[WHAT TO DO]
What lines in this listing contain the string "doctor"? Report each one by copying it.
··········
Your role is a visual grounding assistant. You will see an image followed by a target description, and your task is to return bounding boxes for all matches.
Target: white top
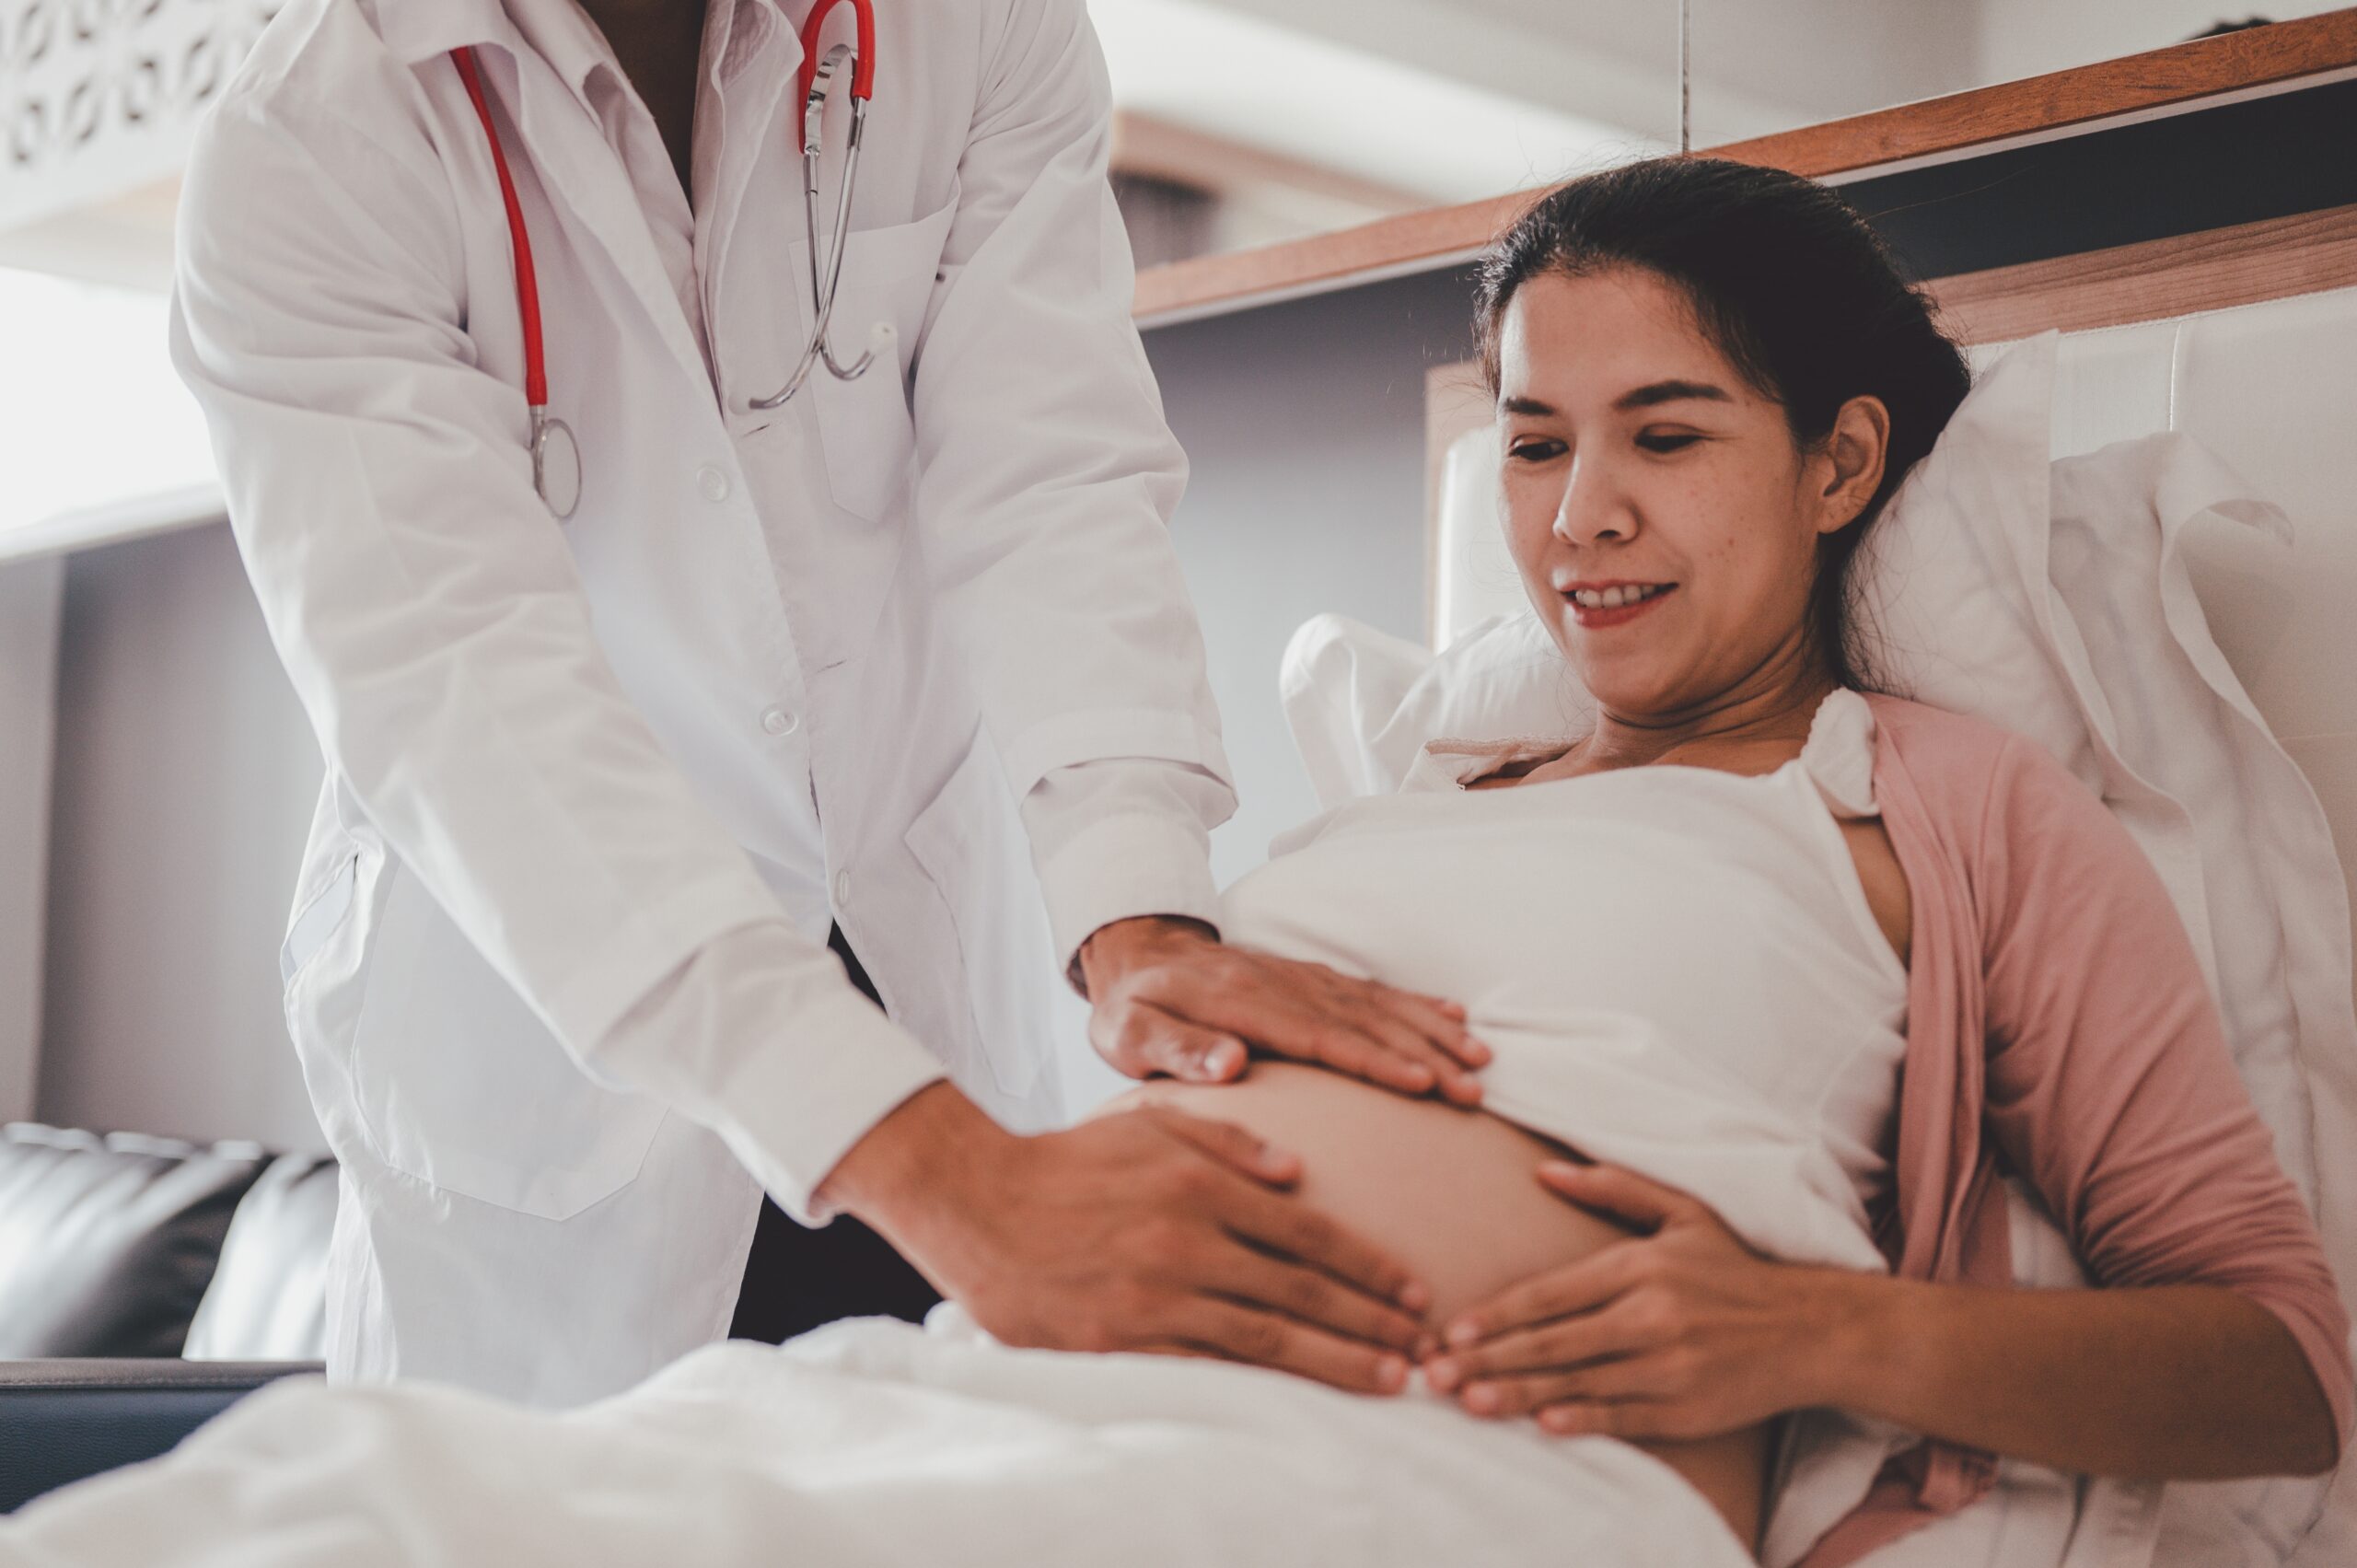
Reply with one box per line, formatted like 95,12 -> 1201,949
1222,688 -> 1908,1272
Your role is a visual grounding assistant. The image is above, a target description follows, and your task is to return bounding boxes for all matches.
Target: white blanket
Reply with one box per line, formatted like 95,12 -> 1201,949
6,1315 -> 1754,1567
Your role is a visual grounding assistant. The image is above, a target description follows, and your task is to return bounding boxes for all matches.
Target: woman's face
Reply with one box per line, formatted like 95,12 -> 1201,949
1494,266 -> 1885,719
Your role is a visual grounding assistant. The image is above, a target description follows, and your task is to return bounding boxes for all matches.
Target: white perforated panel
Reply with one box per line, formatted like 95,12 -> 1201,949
0,0 -> 276,233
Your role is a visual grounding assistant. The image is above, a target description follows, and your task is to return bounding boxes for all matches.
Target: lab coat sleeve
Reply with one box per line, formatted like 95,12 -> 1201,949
1023,759 -> 1233,984
169,78 -> 940,1218
599,924 -> 944,1224
909,0 -> 1236,974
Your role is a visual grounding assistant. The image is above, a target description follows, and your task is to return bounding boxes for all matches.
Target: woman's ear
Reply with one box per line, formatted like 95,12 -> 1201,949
1816,395 -> 1891,536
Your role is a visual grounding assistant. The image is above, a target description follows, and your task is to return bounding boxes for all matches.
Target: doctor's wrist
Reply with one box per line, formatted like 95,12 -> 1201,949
819,1080 -> 1009,1229
1073,913 -> 1221,1000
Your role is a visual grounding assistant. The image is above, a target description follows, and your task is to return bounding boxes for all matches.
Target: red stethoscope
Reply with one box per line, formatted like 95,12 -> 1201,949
449,0 -> 887,519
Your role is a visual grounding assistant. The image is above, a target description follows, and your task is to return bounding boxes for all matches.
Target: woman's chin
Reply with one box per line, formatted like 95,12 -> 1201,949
1567,655 -> 1673,714
1531,610 -> 1681,714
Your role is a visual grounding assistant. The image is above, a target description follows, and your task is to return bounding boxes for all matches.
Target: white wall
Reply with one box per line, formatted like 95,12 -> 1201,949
1099,0 -> 1991,186
1099,0 -> 2337,206
1974,0 -> 2350,88
35,521 -> 324,1151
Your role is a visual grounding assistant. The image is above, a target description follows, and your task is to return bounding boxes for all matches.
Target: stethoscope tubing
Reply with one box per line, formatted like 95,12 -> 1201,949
753,0 -> 884,409
451,47 -> 546,412
449,0 -> 881,517
452,45 -> 580,519
751,58 -> 876,410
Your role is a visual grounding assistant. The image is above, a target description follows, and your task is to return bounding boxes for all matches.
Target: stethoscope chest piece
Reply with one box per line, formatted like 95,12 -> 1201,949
532,408 -> 583,520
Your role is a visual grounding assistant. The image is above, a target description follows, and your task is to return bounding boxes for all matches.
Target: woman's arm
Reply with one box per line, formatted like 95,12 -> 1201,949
1826,1270 -> 2336,1477
1433,733 -> 2350,1476
1969,735 -> 2351,1466
1423,1162 -> 2340,1477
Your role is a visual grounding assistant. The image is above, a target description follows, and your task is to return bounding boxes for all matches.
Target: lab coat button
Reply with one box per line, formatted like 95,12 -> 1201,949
834,870 -> 852,908
697,465 -> 732,503
760,705 -> 798,737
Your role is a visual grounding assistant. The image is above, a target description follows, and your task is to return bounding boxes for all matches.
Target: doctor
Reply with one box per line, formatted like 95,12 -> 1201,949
··········
[THE ANSWER]
Target: doctor's wrist
Target: doctor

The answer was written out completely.